• **REQUIREMENTS**: Set down each line of the material that follows, exactly, with no pictures.

+---+

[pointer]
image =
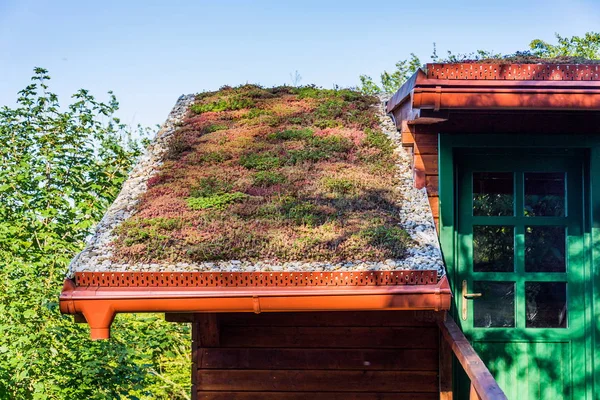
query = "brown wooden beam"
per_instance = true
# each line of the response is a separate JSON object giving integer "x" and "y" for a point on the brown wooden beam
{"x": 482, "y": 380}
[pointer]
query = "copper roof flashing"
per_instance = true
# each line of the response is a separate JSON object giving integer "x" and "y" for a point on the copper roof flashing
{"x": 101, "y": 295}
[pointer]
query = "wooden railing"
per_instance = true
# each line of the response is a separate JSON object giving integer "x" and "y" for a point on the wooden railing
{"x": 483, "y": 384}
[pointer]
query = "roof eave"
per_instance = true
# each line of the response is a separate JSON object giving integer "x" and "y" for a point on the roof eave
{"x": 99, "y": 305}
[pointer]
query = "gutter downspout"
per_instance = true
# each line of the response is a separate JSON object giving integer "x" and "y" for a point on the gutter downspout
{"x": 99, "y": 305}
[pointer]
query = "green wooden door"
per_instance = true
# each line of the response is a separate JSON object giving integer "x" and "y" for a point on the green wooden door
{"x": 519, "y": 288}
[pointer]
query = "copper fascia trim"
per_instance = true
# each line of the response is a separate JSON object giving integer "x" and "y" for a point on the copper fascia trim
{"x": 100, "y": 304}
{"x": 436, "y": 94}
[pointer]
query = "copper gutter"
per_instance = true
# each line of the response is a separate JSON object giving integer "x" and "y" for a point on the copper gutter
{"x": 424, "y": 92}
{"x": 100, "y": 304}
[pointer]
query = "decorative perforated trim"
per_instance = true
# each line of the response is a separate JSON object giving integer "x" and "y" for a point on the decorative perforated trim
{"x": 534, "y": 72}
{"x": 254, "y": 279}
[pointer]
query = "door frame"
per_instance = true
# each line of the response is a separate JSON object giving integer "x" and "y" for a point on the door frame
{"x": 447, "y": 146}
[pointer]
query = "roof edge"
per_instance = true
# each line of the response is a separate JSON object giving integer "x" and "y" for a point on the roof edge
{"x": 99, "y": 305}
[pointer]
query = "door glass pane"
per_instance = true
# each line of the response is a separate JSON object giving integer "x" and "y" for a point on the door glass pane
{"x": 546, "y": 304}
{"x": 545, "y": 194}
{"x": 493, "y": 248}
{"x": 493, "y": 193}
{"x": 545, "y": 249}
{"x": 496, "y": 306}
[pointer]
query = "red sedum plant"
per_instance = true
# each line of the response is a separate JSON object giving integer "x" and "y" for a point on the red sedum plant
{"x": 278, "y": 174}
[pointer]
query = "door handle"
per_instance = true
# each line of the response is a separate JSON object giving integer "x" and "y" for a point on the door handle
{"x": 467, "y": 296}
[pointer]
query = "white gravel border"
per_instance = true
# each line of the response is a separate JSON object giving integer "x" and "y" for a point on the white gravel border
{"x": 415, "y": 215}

+---+

• **CORRECT RESPONSE**:
[pointer]
image =
query = "brown wooden beam"
per_instance = true
# each line of the response is a separate JSON object giving integer "x" and "y" for a point on the brown wooden beam
{"x": 482, "y": 380}
[pointer]
query = "copper roof flashing"
per_instance = true
# each line of the response is a separate JSON object giving integer "x" and "y" for a point on the copper roof flashing
{"x": 101, "y": 295}
[pointer]
query = "wooden railing"
per_instance = true
# each line of the response is a separate JSON object giving integer "x" and "y" for a point on the wooden railing
{"x": 483, "y": 384}
[pointer]
query = "roof eave"
per_instance = true
# each line of the response is a separate JSON object giving integer "x" and "y" for a point on the roof eave
{"x": 99, "y": 305}
[pointer]
query = "gutter downspout"
per_instance = true
# each line of the response is a separate JSON object giving integer "x" and "y" for a point on the gutter downspout
{"x": 99, "y": 305}
[pointer]
query = "green wooden door"
per_instance = true
# each line of the response is a separate JSON object giving integer "x" and "y" for a point on the green wooden door
{"x": 519, "y": 288}
[pointer]
query = "copper fascia trim"
per_instance = true
# each line of the response is a separate JSON object giving integer "x" and "y" for a point on the copper fascia trim
{"x": 100, "y": 304}
{"x": 436, "y": 94}
[pointer]
query = "copper gutter"
per_instance = true
# each line of the response is a separate JSON object giving integer "x" and "y" for a point on the copper gutter
{"x": 424, "y": 92}
{"x": 100, "y": 304}
[pointer]
query = "decorative perforated trim"
per_instance = true
# each line of the response is a separate JSON object giving integer "x" and "y" for a point on the decorative perforated trim
{"x": 534, "y": 72}
{"x": 254, "y": 279}
[pointer]
query = "door frame"
per_instance = true
# each line of the response is a separate JSON object giving integer "x" and "y" for a point on the door frame
{"x": 447, "y": 146}
[pointer]
query = "roof edge"
per_instance = true
# each line of the response is a separate JSON object giving integer "x" and "y" for a point on the roof edge
{"x": 99, "y": 305}
[pointer]
query = "door glass pane"
per_instance = true
# each line of the response is a separate JSON object giving integer "x" and "y" for a point on the door glass pane
{"x": 546, "y": 304}
{"x": 545, "y": 194}
{"x": 493, "y": 248}
{"x": 493, "y": 193}
{"x": 545, "y": 249}
{"x": 496, "y": 306}
[pointer]
query = "red sedum plant"
per_instance = true
# each line of the response is a separate JSON object giving integer "x" and "y" for a point on the red sedum plant
{"x": 278, "y": 174}
[pointer]
query = "door handle"
per_instance = true
# each line of the response is a separate JSON object giving integer "x" and "y" for a point on the door handle
{"x": 467, "y": 296}
[pointer]
query = "white gravel border"
per_instance = true
# each line of the response is a separate JSON object giving integer "x" and "y" for a point on the white gravel border
{"x": 415, "y": 215}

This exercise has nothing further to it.